Énoncé A:
Répondez, s'il vous plaît, à ces questions d'après l'extrait fourni :
(i) Quel sport lui a permis de retrouver une mobilité et une autonomie au quotidien ?
(ii) Comment s'appelle le bénévole-responsable de la Fondation Raoul Follereau rencontré dans son club ?
(iii) Dans quelle ville a-t-elle participé aux Journées mondiales des malades de la lèpre ces deux dernières années ?
Énoncé B: Recopiez mot pour mot le passage de l'extrait fourni situé entre « Les malades de la lèpre, comme » et « les dépasser ? », bornes comprises.
#### Extrait fourni ####
L’acceptation du handicap s’est faite progressivement. En reprenant le sport, il a fallu que je me remuscle le dos, que je prenne soin de mon corps et que j’apprenne à l’accepter tel qu’il était. Le tennis de table m’a aidée à retrouver une mobilité et une autonomie au quotidien, mais aussi à renouer du lien social d’abord dans mon club, puis dans les écoles où je témoigne. Les compétitions en handisport me permettent aussi d’échanger avec des personnes qui ont le même vécu : entre nous, nous nous comprenons. Aujourd’hui j’ai une réelle autonomie, j’ai mon propre appartement, ma voiture, je peux m’occuper de ma nièce. Et, à mon tour, je peux répondre aux questions des personnes nouvellement en situation de handicap. »

 

Ces 2 dernières années, vous avez participé aux Journées mondiales des malades de la lèpre à Rouen. Qu’est-ce qui vous a conduite à vous engager auprès de la Fondation Raoul Follereau ?

Alexandra Saint-Pierre : « Dans mon club, j’ai rencontré un bénévole-responsable de la Fondation Raoul Follereau, Jean-Philippe Damoiseau. Celui-ci m’a parlé des malades de la lèpre, de la Fondation et m’a proposé de participer aux Journées mondiales des malades de la lèpre (JML) en janvier 2023. Au cours d’une conférence, j’ai témoigné de mon expérience du handicap et de cette phase de reconstruction par laquelle passent aussi les personnes atteintes de la lèpre. Mais celles-ci disposent de beaucoup moins de moyens que nous en France. Alors depuis, j’essaie de faire connaître cette maladie et d’ouvrir des espaces de dialogues car je vois que beaucoup de personnes ne connaissent pas la lèpre. Cette année, j’ai à nouveau participé aux JML aux côtés de la Fondation Raoul Follereau.

Si ma visibilité de sportive de haut niveau peut aider les malades de la lèpre et faire connaître les actions de la Fondation pour soigner et aider ces personnes, c’est avec plaisir. »

Après ses accidents, Alexandra Saint-Pierre s’est reconstruite physiquement et mentalement grâce au « ping », comme elle aime à appeler son sport de prédilection. ©Emmanuelle Lemercier

Les malades de la lèpre, comme les personnes en situation de handicap peuvent souffrir de certains regards. Comment vous-même, avez-vous su les dépasser ?
#### Données fournies ####
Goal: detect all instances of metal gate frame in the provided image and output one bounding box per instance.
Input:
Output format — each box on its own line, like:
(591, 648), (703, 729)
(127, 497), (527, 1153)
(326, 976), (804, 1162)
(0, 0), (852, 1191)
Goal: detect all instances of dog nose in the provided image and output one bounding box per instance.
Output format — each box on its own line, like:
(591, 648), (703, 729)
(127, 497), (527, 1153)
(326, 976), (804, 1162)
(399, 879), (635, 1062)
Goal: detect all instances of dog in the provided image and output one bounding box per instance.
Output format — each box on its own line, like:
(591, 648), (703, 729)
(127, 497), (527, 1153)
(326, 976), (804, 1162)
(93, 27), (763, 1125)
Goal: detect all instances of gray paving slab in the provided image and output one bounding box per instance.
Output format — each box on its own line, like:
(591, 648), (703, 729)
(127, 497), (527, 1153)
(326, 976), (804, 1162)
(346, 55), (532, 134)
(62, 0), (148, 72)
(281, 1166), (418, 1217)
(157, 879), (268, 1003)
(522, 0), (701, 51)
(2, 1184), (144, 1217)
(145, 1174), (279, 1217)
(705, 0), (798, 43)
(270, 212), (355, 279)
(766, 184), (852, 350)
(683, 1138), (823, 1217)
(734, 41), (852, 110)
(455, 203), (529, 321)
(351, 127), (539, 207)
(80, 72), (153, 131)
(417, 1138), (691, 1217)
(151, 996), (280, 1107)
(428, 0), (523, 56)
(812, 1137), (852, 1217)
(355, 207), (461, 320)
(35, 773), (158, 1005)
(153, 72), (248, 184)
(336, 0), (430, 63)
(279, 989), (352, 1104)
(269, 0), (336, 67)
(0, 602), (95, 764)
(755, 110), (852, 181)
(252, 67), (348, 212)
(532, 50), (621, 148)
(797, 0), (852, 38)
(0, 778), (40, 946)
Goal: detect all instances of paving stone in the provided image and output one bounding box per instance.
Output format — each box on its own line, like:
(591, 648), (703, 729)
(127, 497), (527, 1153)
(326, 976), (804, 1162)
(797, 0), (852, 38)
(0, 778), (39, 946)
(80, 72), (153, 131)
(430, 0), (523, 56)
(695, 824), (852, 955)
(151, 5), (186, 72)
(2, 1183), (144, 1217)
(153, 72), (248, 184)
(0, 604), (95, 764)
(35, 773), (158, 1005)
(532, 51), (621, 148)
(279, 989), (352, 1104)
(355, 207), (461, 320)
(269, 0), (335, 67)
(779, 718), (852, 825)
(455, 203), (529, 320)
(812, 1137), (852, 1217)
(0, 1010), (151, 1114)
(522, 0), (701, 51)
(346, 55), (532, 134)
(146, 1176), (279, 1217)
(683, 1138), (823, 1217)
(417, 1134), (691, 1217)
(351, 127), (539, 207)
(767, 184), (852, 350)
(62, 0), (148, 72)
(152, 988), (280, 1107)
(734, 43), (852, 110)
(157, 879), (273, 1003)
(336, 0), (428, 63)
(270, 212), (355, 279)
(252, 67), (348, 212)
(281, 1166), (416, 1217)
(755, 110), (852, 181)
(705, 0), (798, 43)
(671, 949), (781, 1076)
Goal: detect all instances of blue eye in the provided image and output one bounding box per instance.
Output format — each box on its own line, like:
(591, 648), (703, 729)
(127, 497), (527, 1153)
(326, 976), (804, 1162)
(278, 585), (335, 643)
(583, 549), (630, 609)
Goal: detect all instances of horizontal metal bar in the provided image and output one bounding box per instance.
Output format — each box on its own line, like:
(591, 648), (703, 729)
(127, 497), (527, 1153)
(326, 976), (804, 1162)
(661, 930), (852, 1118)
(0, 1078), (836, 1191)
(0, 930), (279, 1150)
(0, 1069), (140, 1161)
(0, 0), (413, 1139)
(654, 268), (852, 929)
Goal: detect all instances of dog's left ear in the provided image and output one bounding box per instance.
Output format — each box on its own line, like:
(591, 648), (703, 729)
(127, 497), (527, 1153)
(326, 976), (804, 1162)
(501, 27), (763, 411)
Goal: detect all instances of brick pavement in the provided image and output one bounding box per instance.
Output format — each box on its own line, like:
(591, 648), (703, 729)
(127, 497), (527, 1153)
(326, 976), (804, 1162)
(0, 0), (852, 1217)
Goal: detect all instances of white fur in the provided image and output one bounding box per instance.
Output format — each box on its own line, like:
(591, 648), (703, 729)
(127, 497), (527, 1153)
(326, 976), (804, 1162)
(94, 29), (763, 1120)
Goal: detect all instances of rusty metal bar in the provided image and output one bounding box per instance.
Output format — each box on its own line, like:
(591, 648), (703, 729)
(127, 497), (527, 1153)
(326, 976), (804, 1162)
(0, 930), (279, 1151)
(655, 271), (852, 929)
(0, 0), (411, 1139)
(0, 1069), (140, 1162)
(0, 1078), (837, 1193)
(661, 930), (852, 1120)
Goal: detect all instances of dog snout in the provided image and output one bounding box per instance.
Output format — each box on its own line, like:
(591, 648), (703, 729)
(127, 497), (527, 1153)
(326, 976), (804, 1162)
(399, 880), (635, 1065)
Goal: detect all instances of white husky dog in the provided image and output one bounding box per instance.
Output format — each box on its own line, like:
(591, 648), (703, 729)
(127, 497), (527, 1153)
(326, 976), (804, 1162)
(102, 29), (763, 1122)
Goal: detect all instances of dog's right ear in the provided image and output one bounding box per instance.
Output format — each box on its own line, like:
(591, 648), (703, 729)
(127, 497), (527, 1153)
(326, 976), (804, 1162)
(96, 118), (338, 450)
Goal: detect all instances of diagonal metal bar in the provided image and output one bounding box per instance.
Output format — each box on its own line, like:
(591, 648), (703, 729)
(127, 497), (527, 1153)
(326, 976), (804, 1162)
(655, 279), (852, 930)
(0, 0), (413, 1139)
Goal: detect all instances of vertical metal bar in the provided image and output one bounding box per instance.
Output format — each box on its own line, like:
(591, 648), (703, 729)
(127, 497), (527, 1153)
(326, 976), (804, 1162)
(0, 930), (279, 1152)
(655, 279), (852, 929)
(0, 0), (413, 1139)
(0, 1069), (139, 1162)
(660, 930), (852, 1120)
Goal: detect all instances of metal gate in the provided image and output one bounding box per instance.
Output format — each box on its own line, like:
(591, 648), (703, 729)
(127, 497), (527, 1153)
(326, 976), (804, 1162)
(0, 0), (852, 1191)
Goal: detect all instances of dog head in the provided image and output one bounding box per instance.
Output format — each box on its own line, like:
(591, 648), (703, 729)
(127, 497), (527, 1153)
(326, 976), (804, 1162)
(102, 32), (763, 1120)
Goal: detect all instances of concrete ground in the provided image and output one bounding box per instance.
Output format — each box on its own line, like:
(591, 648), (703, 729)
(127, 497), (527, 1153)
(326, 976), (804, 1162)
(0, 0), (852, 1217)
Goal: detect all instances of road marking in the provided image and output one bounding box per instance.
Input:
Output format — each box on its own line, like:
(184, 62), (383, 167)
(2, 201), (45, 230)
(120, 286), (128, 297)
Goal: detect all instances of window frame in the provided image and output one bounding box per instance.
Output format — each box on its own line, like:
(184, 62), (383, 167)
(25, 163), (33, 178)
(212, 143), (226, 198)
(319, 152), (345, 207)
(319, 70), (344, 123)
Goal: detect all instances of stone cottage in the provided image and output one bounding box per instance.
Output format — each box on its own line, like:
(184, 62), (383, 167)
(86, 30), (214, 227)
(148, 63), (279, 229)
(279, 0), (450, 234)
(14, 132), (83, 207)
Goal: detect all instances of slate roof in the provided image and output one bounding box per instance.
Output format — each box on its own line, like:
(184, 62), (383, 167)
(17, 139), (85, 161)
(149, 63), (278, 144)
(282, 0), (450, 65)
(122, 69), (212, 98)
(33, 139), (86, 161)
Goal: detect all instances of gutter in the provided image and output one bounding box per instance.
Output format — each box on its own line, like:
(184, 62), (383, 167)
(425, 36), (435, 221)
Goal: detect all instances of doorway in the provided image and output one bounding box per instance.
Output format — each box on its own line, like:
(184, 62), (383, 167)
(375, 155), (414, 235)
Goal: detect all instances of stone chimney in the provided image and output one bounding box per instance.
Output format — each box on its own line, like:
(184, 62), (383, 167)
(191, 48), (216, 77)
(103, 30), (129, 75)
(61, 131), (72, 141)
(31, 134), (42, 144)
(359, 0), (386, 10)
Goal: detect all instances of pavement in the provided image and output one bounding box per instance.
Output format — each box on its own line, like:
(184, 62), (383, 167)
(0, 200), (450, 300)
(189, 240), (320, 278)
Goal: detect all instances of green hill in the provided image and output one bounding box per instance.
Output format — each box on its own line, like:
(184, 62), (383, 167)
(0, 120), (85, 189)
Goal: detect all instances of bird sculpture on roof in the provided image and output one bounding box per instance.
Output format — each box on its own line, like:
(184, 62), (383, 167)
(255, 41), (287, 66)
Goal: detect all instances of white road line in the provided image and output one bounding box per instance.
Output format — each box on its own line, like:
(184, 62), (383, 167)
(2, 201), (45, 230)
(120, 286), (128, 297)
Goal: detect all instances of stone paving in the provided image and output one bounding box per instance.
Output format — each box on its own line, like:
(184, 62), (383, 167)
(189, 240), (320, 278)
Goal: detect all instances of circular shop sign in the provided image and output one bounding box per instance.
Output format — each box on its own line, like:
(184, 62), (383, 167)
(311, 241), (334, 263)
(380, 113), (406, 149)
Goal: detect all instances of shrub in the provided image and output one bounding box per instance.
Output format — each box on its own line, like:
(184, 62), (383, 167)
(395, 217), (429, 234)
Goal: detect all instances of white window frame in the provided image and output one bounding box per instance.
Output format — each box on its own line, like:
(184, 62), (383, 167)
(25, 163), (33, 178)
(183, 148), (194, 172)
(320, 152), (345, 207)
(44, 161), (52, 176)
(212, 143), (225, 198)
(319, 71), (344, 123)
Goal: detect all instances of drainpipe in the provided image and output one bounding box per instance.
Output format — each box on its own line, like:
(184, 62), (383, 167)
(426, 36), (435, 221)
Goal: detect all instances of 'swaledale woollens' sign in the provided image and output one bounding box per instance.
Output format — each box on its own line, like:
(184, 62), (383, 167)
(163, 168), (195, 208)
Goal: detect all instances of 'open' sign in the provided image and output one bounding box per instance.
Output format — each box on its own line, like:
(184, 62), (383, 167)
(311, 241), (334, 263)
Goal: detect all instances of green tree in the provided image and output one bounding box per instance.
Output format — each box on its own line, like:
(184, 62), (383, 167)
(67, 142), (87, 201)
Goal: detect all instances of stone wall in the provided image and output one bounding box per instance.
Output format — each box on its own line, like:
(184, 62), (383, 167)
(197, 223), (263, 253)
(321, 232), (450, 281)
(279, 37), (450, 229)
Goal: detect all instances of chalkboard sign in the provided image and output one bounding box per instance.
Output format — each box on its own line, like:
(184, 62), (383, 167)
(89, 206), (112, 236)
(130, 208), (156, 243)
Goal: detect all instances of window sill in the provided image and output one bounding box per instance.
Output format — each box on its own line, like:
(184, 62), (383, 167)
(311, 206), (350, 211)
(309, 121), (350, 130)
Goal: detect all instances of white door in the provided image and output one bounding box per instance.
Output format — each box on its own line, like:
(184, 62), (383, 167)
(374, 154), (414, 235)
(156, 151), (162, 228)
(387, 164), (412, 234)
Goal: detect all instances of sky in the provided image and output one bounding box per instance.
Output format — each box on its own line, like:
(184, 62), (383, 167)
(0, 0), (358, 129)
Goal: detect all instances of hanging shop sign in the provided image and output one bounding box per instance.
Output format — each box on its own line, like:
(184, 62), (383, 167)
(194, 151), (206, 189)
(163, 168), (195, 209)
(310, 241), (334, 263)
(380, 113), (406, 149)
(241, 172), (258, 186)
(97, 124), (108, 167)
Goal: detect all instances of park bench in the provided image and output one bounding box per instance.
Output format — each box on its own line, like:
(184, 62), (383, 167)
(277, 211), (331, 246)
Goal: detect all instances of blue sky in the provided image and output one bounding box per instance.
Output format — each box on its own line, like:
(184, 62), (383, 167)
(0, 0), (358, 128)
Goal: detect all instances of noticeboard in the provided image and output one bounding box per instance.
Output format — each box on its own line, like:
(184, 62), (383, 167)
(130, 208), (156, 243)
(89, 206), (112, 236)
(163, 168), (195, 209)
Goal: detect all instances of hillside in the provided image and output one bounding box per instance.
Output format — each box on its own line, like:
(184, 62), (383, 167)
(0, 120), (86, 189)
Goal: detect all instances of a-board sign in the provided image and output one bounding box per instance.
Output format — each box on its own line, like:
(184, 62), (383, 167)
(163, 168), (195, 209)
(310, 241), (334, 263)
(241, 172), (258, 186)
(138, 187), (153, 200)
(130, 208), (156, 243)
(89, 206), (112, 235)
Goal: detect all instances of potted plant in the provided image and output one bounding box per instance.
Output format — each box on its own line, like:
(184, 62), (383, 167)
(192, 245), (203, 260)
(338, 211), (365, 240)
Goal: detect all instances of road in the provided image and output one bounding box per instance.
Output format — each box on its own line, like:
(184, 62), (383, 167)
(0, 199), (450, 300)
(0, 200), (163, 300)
####
Réponse finale A:
(i) Le tennis de table.
(ii) Jean-Philippe Damoiseau.
(iii) À Rouen.

Réponse finale B:
Les malades de la lèpre, comme les personnes en situation de handicap peuvent souffrir de certains regards. Comment vous-même, avez-vous su les dépasser ?